## start DATASET

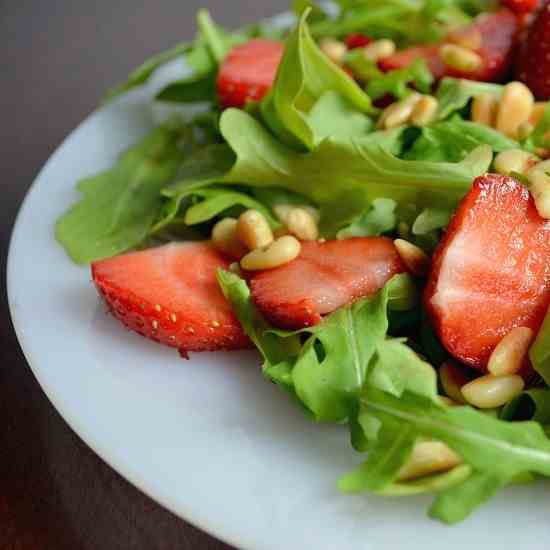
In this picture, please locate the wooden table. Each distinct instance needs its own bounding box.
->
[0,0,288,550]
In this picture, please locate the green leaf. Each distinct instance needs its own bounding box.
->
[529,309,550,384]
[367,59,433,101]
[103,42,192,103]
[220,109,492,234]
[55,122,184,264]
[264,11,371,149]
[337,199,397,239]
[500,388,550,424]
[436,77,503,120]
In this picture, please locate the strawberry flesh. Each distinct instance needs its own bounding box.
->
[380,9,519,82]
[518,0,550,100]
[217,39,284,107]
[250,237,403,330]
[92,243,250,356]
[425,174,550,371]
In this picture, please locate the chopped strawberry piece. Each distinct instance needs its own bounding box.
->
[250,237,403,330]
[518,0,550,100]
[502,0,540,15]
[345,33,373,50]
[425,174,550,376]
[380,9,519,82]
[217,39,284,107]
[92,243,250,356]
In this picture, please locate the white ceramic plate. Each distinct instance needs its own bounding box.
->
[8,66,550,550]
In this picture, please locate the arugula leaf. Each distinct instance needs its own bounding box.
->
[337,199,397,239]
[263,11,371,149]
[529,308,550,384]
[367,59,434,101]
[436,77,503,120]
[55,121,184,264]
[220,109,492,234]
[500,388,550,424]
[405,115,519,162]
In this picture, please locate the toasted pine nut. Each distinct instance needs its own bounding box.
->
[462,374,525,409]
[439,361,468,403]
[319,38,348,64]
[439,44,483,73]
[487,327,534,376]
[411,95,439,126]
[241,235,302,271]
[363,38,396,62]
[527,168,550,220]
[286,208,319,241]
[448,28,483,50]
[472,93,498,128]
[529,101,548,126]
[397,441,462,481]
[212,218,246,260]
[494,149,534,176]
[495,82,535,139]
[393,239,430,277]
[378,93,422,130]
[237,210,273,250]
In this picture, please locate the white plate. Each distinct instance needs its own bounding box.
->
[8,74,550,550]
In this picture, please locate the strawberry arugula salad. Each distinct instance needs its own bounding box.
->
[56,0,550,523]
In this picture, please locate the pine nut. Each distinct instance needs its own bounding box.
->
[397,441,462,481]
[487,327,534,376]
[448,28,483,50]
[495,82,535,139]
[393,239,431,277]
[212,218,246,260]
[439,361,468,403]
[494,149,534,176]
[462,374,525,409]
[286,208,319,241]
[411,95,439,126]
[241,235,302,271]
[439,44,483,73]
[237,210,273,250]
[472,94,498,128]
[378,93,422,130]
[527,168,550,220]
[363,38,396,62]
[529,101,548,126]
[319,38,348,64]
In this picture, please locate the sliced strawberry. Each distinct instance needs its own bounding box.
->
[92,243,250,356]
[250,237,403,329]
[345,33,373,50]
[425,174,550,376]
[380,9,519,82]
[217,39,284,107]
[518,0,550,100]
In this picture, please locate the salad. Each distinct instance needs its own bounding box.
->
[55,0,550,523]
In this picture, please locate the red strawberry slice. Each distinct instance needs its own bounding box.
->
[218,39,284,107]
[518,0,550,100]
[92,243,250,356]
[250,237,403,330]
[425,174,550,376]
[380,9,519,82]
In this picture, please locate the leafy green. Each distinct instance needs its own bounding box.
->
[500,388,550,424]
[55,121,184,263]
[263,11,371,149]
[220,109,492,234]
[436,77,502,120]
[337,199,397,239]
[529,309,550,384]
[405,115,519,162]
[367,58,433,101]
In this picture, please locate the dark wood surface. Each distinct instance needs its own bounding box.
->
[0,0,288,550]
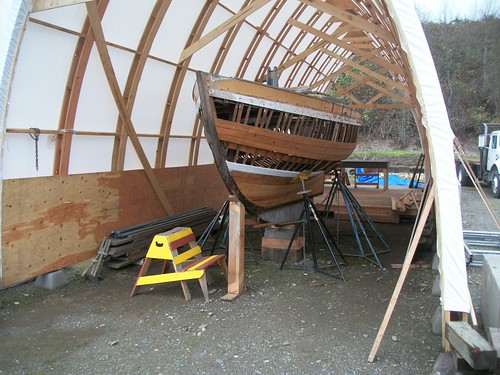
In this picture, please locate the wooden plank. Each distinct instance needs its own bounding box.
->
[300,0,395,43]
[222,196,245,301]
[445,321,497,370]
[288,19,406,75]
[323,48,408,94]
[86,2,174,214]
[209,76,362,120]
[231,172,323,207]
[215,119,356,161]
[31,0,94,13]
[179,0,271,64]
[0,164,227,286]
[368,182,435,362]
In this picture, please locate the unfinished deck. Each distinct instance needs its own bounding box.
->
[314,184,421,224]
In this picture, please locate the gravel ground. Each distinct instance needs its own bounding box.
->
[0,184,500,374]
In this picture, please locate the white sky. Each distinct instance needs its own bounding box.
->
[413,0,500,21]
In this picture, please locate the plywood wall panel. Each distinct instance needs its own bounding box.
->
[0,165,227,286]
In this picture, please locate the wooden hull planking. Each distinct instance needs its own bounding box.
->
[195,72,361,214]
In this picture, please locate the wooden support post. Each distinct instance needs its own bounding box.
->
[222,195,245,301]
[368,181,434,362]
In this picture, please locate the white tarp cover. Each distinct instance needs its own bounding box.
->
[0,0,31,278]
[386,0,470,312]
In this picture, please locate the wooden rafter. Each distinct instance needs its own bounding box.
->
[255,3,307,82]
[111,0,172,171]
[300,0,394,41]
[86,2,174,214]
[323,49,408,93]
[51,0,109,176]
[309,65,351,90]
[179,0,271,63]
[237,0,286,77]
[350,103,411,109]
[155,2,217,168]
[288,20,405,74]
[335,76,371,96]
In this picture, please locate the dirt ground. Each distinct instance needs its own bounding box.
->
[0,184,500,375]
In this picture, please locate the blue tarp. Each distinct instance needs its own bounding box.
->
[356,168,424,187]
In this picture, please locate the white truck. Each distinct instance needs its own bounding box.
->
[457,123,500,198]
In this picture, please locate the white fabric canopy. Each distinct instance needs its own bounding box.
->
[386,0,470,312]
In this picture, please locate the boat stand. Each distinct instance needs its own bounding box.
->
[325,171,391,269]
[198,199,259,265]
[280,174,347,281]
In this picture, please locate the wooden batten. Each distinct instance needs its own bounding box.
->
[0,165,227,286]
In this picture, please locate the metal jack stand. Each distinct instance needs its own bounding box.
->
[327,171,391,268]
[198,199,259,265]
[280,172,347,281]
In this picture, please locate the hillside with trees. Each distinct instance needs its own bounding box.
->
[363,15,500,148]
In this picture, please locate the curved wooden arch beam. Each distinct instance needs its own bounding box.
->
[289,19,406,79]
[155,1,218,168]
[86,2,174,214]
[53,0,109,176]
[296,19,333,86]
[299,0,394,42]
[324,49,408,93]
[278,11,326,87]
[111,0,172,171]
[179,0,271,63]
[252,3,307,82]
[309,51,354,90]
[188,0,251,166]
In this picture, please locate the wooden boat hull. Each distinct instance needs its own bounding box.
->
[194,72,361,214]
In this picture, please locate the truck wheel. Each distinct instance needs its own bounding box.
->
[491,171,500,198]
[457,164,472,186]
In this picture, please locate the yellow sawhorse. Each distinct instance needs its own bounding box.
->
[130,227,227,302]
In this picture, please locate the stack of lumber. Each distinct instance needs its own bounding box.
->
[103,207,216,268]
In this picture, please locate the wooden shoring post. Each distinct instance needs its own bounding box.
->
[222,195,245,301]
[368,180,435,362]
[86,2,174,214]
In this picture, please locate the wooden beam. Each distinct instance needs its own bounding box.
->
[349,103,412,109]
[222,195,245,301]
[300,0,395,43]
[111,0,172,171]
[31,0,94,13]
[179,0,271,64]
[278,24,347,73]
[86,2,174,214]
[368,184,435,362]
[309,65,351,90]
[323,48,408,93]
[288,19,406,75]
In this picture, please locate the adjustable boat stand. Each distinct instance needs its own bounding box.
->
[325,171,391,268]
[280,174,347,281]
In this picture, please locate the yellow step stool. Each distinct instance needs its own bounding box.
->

## end DATASET

DO THIS:
Render the lines above as a JSON list of strings, one string per line and with blank lines omitted, beginning at the line that contains "In this picture, please locate the wooden rafter." and ending after the line that contains "[457,123,500,198]".

IN RESPONSE:
[
  "In this picture, please locate the wooden rafter. Each distinct instance needs its own bounding box.",
  "->",
  "[255,3,307,82]",
  "[111,0,172,171]",
  "[300,0,394,41]",
  "[86,2,174,214]",
  "[323,49,408,93]",
  "[51,0,109,176]",
  "[309,65,351,90]",
  "[179,0,271,63]",
  "[237,0,286,77]",
  "[350,103,411,109]",
  "[155,2,217,168]",
  "[288,20,405,74]",
  "[335,76,371,96]",
  "In this picture, please locate the dirt ground. Each distinct instance needs its own bounding box.",
  "->",
  "[0,184,500,375]",
  "In this picture, please locate the blue tarp. Each distinct instance needs its own bounding box.",
  "->",
  "[356,168,424,187]",
  "In this picture, please locate the white truck. Each distinct instance needs its own bounding box.",
  "->",
  "[457,123,500,198]"
]